• _What you will do_
Write out the whole listing exactly as it stands.

• _Records to use_
#####

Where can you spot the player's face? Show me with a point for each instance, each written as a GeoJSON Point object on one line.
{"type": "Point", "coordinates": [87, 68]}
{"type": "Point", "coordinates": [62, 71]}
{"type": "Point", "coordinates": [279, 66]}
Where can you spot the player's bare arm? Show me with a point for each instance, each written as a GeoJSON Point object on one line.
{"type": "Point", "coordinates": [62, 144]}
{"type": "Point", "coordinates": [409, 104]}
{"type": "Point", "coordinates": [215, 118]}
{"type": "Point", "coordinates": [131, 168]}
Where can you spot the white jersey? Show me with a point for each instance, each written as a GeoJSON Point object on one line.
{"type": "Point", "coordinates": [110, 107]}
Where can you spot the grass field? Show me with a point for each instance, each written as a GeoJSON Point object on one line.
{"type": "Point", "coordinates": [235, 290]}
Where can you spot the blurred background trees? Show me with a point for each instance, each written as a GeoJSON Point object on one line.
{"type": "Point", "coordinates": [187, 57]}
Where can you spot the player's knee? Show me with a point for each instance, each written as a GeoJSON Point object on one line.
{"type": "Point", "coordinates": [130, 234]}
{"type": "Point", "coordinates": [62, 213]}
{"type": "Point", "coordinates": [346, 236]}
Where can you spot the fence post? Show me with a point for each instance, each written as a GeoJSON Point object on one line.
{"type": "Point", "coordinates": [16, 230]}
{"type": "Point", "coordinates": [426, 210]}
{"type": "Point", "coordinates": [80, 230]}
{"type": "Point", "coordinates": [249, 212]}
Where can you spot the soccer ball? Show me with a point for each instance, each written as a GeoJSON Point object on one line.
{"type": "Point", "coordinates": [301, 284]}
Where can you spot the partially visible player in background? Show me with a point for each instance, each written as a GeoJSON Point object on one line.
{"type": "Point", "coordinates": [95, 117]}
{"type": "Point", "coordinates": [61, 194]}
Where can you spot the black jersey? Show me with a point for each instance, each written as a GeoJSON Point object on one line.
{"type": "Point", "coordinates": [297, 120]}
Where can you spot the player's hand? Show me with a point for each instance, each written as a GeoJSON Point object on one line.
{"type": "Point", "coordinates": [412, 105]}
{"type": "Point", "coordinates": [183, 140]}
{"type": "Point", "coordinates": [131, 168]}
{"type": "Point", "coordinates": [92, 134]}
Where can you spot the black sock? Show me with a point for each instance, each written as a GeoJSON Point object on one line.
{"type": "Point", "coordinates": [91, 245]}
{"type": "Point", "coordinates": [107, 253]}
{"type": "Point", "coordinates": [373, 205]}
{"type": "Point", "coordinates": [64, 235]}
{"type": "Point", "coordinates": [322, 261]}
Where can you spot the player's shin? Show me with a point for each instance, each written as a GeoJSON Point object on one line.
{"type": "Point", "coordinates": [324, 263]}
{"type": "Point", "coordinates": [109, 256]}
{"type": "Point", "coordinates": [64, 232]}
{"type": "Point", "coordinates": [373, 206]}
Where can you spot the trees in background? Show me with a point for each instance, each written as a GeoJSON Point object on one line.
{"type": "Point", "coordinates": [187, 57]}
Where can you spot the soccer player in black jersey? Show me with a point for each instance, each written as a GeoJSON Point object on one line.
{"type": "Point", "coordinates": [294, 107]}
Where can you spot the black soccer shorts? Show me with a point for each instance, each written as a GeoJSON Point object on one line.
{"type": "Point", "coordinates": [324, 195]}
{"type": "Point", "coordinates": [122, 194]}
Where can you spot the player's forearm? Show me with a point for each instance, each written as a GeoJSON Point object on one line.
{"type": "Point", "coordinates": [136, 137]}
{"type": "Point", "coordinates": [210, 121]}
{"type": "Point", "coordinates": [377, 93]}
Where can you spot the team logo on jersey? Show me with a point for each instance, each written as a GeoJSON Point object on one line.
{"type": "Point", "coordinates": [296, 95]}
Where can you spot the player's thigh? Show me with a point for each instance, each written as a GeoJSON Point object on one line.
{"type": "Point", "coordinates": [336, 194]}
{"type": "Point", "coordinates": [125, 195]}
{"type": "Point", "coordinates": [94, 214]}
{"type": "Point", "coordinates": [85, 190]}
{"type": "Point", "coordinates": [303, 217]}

#####

• _Result_
Where can you spot the player's face? Show me with a point for each instance, each written as a GeoJSON Point object on one line.
{"type": "Point", "coordinates": [87, 68]}
{"type": "Point", "coordinates": [62, 71]}
{"type": "Point", "coordinates": [279, 66]}
Where can you spot the player's bare arm? Show me with a point for each instance, each written as a GeoJSON Point object on one line.
{"type": "Point", "coordinates": [62, 144]}
{"type": "Point", "coordinates": [409, 104]}
{"type": "Point", "coordinates": [215, 118]}
{"type": "Point", "coordinates": [131, 168]}
Where can you spot the white jersey? Show me with a point for each instance, each written as a GeoJSON Point object on one line.
{"type": "Point", "coordinates": [110, 107]}
Where can you spot the grass field? Show me with a point for each instance, each written as a GeoJSON Point object on one line.
{"type": "Point", "coordinates": [235, 290]}
Where can you spot the blurred background trees? Show me with a point for each instance, each written as a GeoJSON Point object on one line.
{"type": "Point", "coordinates": [187, 57]}
Where can you spot the player's knee? Show me with a point for each instance, each written as a GeoJSON Point object on one line.
{"type": "Point", "coordinates": [130, 234]}
{"type": "Point", "coordinates": [62, 213]}
{"type": "Point", "coordinates": [346, 236]}
Where can you spot the fence post? Show me with a point for each instance, each written as a GeoJSON Point object on one line.
{"type": "Point", "coordinates": [16, 230]}
{"type": "Point", "coordinates": [426, 210]}
{"type": "Point", "coordinates": [80, 230]}
{"type": "Point", "coordinates": [249, 212]}
Where can you spot the soccer ball? Show me with a point for each instance, each written as a GeoJSON Point object on one line.
{"type": "Point", "coordinates": [301, 284]}
Where can you spot the partially visible player in background? Show me with a point for each instance, each written as a GeoJSON Point object on one line.
{"type": "Point", "coordinates": [95, 117]}
{"type": "Point", "coordinates": [61, 194]}
Where can you spot the black jersey? Show me with a point for each instance, each written as a GeoJSON Point object on one line.
{"type": "Point", "coordinates": [297, 120]}
Where can you spot the player's hand? Show me with a point for each instance, each written as a GeoJSON Point object on one line.
{"type": "Point", "coordinates": [412, 105]}
{"type": "Point", "coordinates": [183, 140]}
{"type": "Point", "coordinates": [131, 168]}
{"type": "Point", "coordinates": [92, 134]}
Where can you spot the black sock? Show me with a point for each instance, each written as a GeoJSON Point object on one line.
{"type": "Point", "coordinates": [91, 245]}
{"type": "Point", "coordinates": [107, 253]}
{"type": "Point", "coordinates": [373, 205]}
{"type": "Point", "coordinates": [64, 235]}
{"type": "Point", "coordinates": [322, 261]}
Where can you spot the player's shin? Show me with a point for each instance, each written as a GeoJSON Point object on one line.
{"type": "Point", "coordinates": [324, 263]}
{"type": "Point", "coordinates": [109, 256]}
{"type": "Point", "coordinates": [64, 232]}
{"type": "Point", "coordinates": [373, 206]}
Where can you spot the trees in background? Show me with a point for each instance, each written as a GeoJSON Point object on one line.
{"type": "Point", "coordinates": [187, 57]}
Where can you spot the soccer player in black jersey? Show me with a point for each instance, each written as a GeoJSON Point object on one line.
{"type": "Point", "coordinates": [294, 107]}
Where can you spot the black soccer shorts? Show me with a point for each instance, each written as a GeoJSON Point object on one line.
{"type": "Point", "coordinates": [324, 195]}
{"type": "Point", "coordinates": [122, 194]}
Where can you spot the player's forearm? Show me with a point for each instance, each written as a GeoJSON Point object on one line.
{"type": "Point", "coordinates": [136, 137]}
{"type": "Point", "coordinates": [210, 121]}
{"type": "Point", "coordinates": [377, 93]}
Where can you spot the team logo on jersey? Show me with a point for each instance, each written as a GeoJSON Point object on one line.
{"type": "Point", "coordinates": [296, 95]}
Where can you spot the player's thigh? Show me with a point for each instance, each written as a GeoJSON Point object on one line.
{"type": "Point", "coordinates": [336, 194]}
{"type": "Point", "coordinates": [125, 195]}
{"type": "Point", "coordinates": [94, 214]}
{"type": "Point", "coordinates": [85, 190]}
{"type": "Point", "coordinates": [303, 217]}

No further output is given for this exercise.